◆ **Quoted passage**:
= = = = =
8 Training Data and Feature Extraction

Our chosen theorem prover, iLeanCoP, is shipped with a fixed strategy schedule consisting of 5 strategies. It splits the allocated proof time across the first four strategies by 2%, 60%, 20% and 10%. However, only the first strategy is complete and therefore usually expected to take up its entire time allocation. The remaining strategies are incomplete, and may exit early on failure. Therefore, the fifth and final strategy, which we refer to as the fallback strategy, is allocated all the remaining time.

Emulating iLeanCop. We have constructed a dataset by attempting to prove every theorem in our problem library using each of these strategies individually. With this information, the result of any proof attempt can be calculated by emulating the behaviour of iLeanCoP. This is how we evaluate the predicted schedules—we emulate a proof attempt by iLeanCoP using that schedule for each theorem in the test set. For a faithful emulation of the fallback strategy, it is always attempted last, and therefore any new schedule is only a permutation of the first four strategies. Our experiments allocate a time of 600 s per theorem. The dataset is built to ensure that, within this proof time, any such strategy permutation can be emulated. We kept a timeout of 1200 s per strategy per theorem when building the dataset, which is more than sufficient for current experiments and gives us headroom for future experiments with longer proof times.
= = = = =
◆ **Tasks and exercises**:
A. Rewrite the iLeanCoP passage starting with "Our chosen theorem" and going on through "the remaining time.", putting "backup strategy" in place of "fallback strategy".
B. In the iLeanCoP passage, what shares of the proof time go to the first four strategies?
The listing that comes next is taken from a different source.
= = = = =
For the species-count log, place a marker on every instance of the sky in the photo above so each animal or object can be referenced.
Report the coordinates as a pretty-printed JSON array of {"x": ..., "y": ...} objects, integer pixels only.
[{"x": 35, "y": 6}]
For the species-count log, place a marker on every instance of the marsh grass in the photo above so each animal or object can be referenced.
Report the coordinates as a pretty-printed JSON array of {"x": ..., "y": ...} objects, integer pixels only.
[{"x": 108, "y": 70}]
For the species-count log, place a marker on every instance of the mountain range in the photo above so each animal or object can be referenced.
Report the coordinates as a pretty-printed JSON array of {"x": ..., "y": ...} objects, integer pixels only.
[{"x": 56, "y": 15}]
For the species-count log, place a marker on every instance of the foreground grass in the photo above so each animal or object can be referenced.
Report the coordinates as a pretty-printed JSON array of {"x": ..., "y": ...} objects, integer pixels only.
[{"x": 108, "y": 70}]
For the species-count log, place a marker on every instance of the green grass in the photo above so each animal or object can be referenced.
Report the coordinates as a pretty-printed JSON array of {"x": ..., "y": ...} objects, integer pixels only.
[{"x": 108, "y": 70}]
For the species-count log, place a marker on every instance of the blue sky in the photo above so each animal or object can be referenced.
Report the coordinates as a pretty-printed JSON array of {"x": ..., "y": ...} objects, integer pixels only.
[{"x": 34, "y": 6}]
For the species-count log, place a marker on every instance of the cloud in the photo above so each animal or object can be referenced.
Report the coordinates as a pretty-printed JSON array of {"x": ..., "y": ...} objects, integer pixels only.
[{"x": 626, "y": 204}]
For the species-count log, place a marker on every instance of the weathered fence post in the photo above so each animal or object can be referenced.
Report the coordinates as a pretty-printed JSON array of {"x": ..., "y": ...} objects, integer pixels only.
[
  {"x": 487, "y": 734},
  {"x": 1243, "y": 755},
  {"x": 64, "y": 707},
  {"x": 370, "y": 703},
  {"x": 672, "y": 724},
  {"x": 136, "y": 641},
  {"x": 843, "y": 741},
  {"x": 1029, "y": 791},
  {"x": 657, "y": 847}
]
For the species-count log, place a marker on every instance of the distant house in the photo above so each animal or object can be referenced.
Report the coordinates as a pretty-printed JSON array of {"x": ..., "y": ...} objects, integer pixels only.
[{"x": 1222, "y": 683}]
= = = = =
◆ **Results for the exercise**:
A.
Our chosen theorem prover, iLeanCoP, is shipped with a fixed strategy schedule consisting of 5 strategies. It splits the allocated proof time across the first four strategies by 2%, 60%, 20% and 10%. However, only the first strategy is complete and therefore usually expected to take up its entire time allocation. The remaining strategies are incomplete, and may exit early on failure. Therefore, the fifth and final strategy, which we refer to as the backup strategy, is allocated all the remaining time.

B. 2%, 60%, 20%, 10%